• **Passage given**:
·····

The users of user systems 1112 may differ in their respective capacities, and the capacity of a particular user system 1112 might be entirely determined by permissions (permission levels) for the current user. For example, where a salesperson is using a particular user system 1112 to interact with system 1116, that user system has the capacities allotted to that salesperson. However, while an administrator is using that user system to interact with system 1116, that user system has the capacities allotted to that administrator. In systems with a hierarchical role model, users at one permission level may have access to applications, data, and database information accessible by a lower permission level user, but may not have access to certain applications, database information, and data accessible by a user at a higher permission level. Thus, different users will have different capabilities with regard to accessing and modifying application and database information, depending on a user's security or permission level.

Network 1114 is any network or combination of networks of devices that communicate with one another. For example, network 1114 can be any one or any combination of a LAN (local area network), WAN (wide area network), telephone network, wireless network, point-to-point network, star network, token ring network, hub network, or other appropriate configuration. As the most common type of computer network in current use is a TCP/IP (Transfer Control Protocol and Internet Protocol) network, such as the global internetwork of networks often referred to as the “Internet” with a capital “I,” that network will be used in many of the examples herein. However, it should be understood that the networks that one or more implementations might use are not so limited, although TCP/IP is a frequently implemented protocol.

·····

(Dataset records)
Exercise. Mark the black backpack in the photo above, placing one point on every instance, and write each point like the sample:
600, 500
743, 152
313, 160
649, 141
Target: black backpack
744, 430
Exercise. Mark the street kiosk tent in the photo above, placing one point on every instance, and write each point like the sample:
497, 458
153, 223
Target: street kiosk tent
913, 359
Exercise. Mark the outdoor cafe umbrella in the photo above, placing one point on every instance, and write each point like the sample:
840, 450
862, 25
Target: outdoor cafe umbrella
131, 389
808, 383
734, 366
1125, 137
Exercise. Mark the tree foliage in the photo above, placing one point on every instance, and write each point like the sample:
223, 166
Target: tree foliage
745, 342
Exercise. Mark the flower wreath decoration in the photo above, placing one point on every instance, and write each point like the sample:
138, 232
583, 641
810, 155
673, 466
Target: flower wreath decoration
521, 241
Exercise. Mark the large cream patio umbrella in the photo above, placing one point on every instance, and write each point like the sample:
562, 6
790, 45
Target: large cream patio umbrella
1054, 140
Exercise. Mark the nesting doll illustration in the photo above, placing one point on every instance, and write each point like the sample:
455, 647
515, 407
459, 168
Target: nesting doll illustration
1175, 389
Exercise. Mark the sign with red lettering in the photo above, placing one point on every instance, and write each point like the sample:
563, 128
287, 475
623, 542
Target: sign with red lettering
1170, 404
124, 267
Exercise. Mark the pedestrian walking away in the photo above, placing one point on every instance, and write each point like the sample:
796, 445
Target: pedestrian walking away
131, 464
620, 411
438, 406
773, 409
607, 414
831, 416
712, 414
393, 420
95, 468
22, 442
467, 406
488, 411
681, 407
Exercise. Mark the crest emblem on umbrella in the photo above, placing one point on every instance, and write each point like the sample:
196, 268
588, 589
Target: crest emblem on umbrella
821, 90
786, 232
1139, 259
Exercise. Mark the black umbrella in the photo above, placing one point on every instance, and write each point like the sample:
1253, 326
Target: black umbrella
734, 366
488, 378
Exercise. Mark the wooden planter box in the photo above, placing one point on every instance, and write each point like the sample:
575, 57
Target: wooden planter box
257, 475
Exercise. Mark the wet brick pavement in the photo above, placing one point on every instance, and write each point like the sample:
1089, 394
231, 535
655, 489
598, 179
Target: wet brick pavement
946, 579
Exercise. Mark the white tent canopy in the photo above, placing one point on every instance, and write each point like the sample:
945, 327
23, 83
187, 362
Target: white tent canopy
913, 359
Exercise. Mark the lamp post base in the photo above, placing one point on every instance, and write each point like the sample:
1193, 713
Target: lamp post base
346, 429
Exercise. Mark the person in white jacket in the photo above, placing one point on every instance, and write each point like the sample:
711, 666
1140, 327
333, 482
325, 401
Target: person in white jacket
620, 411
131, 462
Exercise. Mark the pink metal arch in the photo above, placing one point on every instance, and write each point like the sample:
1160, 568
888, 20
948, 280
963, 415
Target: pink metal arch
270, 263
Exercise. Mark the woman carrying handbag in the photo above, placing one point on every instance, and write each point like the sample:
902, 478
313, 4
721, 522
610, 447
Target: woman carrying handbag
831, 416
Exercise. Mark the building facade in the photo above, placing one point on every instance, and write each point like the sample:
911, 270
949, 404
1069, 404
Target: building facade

·····

• **Challenges**:
**a)** Which network types does the passage on user systems and networks name as possible forms of network 1114? List them all.
**b)** In the passage on user systems and networks, what can entirely determine the capacity of a particular user system 1112?
**c)** Transcribe the passage on user systems and networks, starting with "Network 1114 is" and going on through "frequently implemented protocol.".

• **Answers by task**:
**a)** LAN (local area network), WAN (wide area network), telephone network, wireless network, point-to-point network, star network, token ring network, hub network

**b)** The permissions (permission levels) for the current user.

**c)**
Network 1114 is any network or combination of networks of devices that communicate with one another. For example, network 1114 can be any one or any combination of a LAN (local area network), WAN (wide area network), telephone network, wireless network, point-to-point network, star network, token ring network, hub network, or other appropriate configuration. As the most common type of computer network in current use is a TCP/IP (Transfer Control Protocol and Internet Protocol) network, such as the global internetwork of networks often referred to as the “Internet” with a capital “I,” that network will be used in many of the examples herein. However, it should be understood that the networks that one or more implementations might use are not so limited, although TCP/IP is a frequently implemented protocol.